> [WHAT IS BEING ASKED]: Across the listing that follows, work out how many lines carry the string "below". Provide that number and nothing else.

______

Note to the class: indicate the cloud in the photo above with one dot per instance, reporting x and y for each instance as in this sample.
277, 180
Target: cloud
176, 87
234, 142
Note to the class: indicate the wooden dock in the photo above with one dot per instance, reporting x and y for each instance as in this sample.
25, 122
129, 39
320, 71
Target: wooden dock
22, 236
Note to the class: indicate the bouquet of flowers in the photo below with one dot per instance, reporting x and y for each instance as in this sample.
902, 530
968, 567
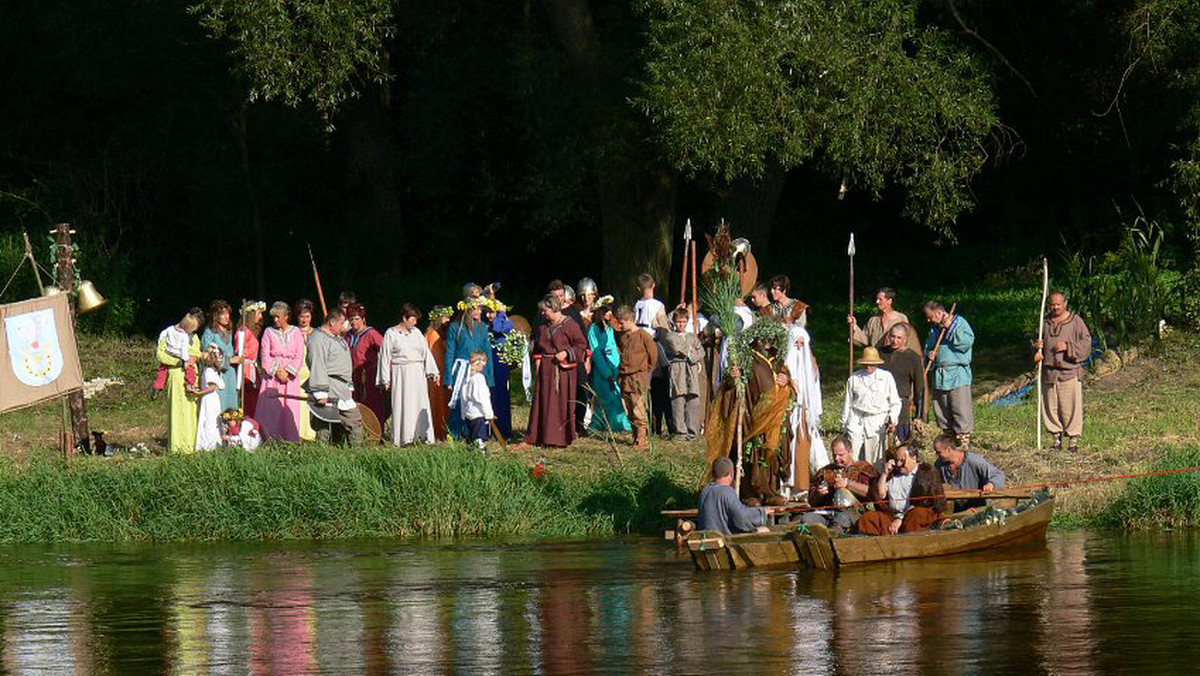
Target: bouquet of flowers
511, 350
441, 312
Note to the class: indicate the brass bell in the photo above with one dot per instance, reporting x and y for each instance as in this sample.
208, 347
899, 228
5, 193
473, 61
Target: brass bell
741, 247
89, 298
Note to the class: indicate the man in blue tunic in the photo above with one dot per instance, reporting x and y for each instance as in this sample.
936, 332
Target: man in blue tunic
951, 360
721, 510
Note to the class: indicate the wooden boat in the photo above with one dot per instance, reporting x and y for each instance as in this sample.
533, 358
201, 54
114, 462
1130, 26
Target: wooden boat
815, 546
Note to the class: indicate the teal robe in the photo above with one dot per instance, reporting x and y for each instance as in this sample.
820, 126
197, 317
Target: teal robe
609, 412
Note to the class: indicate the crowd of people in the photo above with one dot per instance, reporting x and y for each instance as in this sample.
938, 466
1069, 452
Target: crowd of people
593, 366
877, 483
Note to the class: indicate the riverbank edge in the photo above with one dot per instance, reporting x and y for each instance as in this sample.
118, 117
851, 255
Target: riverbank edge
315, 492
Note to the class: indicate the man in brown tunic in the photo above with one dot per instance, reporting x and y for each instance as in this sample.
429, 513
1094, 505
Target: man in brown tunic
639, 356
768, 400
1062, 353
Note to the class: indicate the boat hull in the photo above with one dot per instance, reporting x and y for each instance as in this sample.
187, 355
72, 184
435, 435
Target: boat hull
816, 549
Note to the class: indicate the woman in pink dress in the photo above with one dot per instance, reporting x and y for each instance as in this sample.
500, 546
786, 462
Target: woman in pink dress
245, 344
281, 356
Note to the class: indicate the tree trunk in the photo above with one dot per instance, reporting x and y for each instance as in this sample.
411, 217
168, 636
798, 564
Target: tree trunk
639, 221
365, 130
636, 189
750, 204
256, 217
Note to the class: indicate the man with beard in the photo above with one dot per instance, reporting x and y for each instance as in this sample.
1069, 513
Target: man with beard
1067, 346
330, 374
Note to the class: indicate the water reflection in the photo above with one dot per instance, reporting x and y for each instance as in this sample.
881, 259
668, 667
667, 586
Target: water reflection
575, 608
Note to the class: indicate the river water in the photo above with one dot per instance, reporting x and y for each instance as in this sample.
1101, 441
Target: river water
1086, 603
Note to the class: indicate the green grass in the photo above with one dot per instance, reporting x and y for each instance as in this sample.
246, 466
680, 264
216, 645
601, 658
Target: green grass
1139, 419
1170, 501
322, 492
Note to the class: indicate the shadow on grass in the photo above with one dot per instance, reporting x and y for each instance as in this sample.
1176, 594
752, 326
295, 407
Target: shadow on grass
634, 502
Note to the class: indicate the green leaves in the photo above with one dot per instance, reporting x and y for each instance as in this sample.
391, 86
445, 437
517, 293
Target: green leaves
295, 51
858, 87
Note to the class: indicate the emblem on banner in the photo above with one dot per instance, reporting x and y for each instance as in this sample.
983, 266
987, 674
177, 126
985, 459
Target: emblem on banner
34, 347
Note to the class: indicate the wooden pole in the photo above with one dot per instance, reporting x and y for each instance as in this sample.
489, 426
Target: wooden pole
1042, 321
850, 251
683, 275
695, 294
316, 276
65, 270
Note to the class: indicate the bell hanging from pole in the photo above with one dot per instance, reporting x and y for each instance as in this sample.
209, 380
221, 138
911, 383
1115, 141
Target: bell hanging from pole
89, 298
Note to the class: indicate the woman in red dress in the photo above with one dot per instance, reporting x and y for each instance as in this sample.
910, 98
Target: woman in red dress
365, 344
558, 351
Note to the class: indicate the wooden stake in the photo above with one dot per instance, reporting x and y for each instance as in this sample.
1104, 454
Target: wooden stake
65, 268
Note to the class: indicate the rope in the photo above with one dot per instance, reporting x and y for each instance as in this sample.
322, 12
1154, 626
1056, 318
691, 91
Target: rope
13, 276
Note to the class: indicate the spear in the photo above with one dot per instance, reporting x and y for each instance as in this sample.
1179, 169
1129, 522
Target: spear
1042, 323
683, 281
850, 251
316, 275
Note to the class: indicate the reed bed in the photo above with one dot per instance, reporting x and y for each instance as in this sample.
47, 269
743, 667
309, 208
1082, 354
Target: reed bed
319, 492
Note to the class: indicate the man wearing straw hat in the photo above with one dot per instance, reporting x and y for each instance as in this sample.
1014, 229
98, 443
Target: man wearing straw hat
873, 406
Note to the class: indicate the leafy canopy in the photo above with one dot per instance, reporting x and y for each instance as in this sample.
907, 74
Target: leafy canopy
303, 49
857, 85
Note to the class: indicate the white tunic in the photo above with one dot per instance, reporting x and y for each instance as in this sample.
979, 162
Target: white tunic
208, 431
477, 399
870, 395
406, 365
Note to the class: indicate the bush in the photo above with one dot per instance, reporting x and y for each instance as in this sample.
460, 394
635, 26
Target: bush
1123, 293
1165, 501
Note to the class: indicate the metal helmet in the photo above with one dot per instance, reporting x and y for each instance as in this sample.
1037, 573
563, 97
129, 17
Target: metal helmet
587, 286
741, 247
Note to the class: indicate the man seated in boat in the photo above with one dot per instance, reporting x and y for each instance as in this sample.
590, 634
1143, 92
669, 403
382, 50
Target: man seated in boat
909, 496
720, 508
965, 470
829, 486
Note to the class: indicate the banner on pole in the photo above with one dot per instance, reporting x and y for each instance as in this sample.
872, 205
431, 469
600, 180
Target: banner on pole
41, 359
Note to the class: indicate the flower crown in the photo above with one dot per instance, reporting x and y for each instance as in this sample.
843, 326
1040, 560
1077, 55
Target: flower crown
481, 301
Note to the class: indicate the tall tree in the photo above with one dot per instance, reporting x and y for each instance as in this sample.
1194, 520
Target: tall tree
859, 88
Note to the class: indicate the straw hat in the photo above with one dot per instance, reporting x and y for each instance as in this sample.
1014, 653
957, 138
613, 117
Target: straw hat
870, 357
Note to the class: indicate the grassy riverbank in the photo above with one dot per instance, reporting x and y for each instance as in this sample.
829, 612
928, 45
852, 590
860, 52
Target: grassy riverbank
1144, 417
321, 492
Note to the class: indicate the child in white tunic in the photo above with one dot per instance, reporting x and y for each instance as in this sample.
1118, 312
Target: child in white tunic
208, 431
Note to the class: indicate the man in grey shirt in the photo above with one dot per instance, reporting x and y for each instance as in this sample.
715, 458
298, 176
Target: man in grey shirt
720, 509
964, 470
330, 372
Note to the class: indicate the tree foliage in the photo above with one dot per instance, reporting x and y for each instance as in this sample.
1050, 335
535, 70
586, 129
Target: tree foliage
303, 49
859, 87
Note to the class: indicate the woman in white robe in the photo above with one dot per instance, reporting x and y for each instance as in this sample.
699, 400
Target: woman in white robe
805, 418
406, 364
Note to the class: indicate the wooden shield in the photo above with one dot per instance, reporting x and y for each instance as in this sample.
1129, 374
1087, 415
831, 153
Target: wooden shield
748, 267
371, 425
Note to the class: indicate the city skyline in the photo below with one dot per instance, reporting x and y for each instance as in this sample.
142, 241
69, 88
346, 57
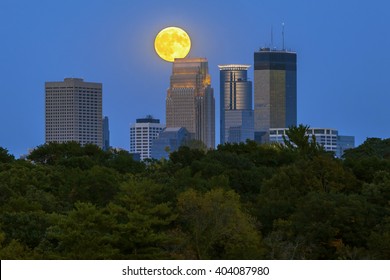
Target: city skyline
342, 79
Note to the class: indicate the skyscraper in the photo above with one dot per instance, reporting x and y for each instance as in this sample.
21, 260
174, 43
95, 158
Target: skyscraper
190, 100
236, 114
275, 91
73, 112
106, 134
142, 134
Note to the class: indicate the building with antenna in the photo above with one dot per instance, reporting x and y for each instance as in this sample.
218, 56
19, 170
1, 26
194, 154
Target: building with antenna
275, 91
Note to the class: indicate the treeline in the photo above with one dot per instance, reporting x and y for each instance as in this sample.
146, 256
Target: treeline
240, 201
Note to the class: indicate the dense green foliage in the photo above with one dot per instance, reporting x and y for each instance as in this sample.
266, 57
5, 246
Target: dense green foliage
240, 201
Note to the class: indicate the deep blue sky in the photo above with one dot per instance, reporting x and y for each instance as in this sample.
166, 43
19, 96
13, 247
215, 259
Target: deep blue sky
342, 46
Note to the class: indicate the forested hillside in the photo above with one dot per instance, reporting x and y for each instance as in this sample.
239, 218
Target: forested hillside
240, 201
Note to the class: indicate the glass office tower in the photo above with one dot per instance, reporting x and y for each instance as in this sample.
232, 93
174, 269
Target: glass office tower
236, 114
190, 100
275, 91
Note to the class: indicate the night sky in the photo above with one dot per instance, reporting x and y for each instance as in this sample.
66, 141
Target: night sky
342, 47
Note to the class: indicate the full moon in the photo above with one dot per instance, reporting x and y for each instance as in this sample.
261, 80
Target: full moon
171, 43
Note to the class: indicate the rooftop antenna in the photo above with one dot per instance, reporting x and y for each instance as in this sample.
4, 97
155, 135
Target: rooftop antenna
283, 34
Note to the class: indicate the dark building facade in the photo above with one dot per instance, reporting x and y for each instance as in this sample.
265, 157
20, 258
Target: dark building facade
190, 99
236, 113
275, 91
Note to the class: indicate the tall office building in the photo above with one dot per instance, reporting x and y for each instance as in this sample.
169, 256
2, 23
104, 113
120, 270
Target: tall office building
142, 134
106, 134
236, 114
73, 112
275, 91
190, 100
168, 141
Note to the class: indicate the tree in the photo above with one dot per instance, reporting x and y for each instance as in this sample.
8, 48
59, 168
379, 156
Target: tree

______

> [YOUR RESPONSE]: 2